● **DATA SUPPLIED**
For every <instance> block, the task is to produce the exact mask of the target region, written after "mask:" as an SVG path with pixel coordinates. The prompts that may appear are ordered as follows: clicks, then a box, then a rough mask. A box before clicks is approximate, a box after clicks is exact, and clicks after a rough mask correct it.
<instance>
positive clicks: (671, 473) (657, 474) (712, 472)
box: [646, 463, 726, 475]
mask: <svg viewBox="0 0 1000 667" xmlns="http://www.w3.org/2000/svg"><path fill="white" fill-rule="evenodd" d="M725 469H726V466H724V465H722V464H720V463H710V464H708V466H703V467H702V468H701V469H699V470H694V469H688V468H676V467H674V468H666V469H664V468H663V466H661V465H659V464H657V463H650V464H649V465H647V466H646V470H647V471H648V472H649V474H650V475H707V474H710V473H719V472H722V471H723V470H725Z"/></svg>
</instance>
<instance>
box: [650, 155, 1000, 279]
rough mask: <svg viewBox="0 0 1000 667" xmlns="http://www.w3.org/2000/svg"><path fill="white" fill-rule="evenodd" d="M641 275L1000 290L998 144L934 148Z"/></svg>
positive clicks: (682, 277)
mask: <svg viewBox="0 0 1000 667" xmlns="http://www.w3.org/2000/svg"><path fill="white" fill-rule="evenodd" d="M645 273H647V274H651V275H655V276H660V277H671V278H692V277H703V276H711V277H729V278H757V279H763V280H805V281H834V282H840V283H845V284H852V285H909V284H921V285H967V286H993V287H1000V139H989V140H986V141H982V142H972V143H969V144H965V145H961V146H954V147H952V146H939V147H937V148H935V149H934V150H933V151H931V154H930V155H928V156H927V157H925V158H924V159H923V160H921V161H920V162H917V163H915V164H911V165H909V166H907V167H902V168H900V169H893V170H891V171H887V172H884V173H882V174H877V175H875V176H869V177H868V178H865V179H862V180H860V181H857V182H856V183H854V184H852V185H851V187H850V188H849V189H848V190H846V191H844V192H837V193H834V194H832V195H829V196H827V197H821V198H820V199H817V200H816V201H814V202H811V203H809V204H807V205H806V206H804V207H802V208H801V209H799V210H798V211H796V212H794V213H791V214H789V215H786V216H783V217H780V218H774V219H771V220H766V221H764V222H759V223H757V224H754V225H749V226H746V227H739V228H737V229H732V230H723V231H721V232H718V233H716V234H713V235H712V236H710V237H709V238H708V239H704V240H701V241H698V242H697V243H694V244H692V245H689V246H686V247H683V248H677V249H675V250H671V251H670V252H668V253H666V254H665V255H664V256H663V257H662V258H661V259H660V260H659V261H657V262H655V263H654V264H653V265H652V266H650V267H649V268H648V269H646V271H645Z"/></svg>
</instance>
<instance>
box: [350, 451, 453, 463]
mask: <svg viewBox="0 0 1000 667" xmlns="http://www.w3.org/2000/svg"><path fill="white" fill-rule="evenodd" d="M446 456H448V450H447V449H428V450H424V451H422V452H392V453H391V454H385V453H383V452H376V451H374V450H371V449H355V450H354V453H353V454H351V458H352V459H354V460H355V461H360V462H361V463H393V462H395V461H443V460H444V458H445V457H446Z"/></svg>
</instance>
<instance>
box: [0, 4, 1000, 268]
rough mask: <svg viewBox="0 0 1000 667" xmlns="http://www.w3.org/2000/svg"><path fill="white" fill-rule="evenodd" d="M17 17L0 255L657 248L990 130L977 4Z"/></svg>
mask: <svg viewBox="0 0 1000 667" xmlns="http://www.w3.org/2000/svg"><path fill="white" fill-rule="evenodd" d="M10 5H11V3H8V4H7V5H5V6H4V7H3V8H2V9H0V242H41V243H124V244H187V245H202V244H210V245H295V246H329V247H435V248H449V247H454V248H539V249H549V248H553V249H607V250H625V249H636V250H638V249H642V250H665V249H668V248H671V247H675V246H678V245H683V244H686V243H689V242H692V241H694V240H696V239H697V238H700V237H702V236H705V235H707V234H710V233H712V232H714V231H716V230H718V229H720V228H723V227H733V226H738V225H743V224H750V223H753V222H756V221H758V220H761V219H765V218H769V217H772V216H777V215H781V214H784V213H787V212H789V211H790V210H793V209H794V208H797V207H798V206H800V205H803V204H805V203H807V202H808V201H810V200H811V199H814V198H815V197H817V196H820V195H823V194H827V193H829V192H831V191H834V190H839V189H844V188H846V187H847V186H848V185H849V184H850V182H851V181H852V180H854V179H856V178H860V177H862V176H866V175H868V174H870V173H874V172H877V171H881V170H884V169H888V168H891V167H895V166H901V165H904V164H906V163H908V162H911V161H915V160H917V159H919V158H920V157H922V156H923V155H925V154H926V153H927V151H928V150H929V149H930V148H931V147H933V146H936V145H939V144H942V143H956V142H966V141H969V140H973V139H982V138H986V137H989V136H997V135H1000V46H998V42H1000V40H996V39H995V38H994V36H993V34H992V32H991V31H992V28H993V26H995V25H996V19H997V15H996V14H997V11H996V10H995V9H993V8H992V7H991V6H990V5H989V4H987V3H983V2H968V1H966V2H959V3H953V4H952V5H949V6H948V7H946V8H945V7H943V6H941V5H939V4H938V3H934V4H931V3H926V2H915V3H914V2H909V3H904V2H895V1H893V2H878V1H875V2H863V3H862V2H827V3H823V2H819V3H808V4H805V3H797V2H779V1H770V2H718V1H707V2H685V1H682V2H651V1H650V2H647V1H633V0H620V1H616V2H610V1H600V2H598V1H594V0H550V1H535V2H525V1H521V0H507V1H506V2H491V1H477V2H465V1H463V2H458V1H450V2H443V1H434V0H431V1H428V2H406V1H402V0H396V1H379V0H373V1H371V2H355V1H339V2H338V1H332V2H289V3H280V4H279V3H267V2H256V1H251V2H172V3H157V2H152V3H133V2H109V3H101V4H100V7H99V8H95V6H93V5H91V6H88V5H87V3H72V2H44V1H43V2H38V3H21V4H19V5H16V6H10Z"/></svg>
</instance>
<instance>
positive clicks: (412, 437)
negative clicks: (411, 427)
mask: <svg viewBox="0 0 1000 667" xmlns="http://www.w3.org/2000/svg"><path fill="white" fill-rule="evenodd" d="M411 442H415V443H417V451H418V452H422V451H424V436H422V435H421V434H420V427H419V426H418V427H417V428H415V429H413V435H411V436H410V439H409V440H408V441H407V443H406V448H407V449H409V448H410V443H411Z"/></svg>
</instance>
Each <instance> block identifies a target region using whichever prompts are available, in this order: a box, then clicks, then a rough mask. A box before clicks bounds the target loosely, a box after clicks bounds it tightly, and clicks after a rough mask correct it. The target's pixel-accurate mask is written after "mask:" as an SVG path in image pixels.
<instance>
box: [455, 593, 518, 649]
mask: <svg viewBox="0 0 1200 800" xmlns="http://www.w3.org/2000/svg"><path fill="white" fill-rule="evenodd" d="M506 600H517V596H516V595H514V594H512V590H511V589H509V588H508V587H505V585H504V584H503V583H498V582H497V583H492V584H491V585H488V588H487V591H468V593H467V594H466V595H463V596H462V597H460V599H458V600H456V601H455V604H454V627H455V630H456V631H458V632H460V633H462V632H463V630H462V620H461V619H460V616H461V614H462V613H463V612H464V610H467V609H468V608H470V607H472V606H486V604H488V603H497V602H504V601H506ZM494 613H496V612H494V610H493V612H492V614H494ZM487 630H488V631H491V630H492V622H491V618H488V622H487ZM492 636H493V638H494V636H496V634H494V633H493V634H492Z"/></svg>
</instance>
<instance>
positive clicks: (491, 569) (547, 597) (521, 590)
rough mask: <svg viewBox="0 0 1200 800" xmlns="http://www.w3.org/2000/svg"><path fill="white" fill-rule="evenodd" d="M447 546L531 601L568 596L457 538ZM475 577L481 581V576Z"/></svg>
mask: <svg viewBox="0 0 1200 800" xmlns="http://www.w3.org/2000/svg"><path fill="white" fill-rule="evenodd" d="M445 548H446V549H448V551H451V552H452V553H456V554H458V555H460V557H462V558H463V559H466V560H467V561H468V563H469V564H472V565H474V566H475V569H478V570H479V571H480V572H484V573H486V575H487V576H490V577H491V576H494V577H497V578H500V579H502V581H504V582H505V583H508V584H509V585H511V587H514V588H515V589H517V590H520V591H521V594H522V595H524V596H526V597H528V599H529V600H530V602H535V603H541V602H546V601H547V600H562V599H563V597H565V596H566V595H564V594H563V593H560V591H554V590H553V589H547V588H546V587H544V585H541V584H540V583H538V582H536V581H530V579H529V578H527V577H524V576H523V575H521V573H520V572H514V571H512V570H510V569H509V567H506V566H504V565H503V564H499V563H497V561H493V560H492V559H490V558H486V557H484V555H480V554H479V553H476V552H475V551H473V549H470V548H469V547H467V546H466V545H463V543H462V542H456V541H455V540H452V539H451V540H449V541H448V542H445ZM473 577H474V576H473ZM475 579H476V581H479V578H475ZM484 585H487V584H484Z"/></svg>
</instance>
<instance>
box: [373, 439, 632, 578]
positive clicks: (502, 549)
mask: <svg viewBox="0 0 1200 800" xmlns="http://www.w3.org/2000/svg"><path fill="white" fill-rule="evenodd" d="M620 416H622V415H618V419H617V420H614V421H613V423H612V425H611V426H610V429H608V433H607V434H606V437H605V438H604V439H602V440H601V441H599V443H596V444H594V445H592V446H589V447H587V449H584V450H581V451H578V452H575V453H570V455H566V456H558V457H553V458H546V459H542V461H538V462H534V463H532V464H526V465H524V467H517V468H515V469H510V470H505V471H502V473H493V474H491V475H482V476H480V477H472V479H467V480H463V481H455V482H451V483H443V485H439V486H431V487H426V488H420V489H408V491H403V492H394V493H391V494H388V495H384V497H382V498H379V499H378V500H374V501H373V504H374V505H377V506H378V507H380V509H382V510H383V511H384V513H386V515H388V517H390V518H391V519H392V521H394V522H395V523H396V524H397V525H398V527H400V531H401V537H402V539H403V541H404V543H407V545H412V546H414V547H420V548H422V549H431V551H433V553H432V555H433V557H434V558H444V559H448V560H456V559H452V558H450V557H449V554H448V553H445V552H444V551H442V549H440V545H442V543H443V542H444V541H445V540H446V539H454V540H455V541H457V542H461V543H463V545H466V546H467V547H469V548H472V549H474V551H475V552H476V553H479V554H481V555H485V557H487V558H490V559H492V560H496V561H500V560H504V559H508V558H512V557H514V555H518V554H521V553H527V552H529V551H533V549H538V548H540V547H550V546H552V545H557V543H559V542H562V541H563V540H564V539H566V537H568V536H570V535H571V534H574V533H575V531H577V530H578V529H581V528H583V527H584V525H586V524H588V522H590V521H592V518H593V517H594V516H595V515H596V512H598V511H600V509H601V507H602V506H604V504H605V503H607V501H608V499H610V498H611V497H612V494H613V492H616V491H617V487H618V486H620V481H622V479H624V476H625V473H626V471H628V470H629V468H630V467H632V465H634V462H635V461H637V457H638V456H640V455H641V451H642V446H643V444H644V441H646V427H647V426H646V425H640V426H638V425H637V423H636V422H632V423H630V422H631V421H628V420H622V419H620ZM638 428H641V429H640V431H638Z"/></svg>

● **WORK INSTRUCTION**
Please output exactly the lines between the one holding "box: [455, 593, 518, 649]" and the one holding "positive clicks: (491, 569)" in the records above, inclusive, and nothing more.

● **REPLY**
box: [455, 593, 518, 649]
mask: <svg viewBox="0 0 1200 800" xmlns="http://www.w3.org/2000/svg"><path fill="white" fill-rule="evenodd" d="M506 600H517V596H516V595H514V594H512V590H511V589H509V588H508V587H505V585H504V584H503V583H498V582H497V583H492V584H491V585H488V588H487V591H468V593H467V594H466V595H463V596H462V597H460V599H458V600H456V601H455V604H454V627H455V630H456V631H458V632H460V633H462V632H463V630H462V620H461V619H460V616H461V614H462V613H463V612H464V610H467V609H468V608H470V607H472V606H486V604H488V603H497V602H504V601H506ZM494 613H496V612H494V610H493V612H492V614H494ZM487 630H488V631H491V630H492V622H491V618H488V622H487ZM492 636H493V638H494V636H496V634H494V633H493V634H492Z"/></svg>
</instance>
<instance>
positive clicks: (491, 569) (547, 597) (521, 590)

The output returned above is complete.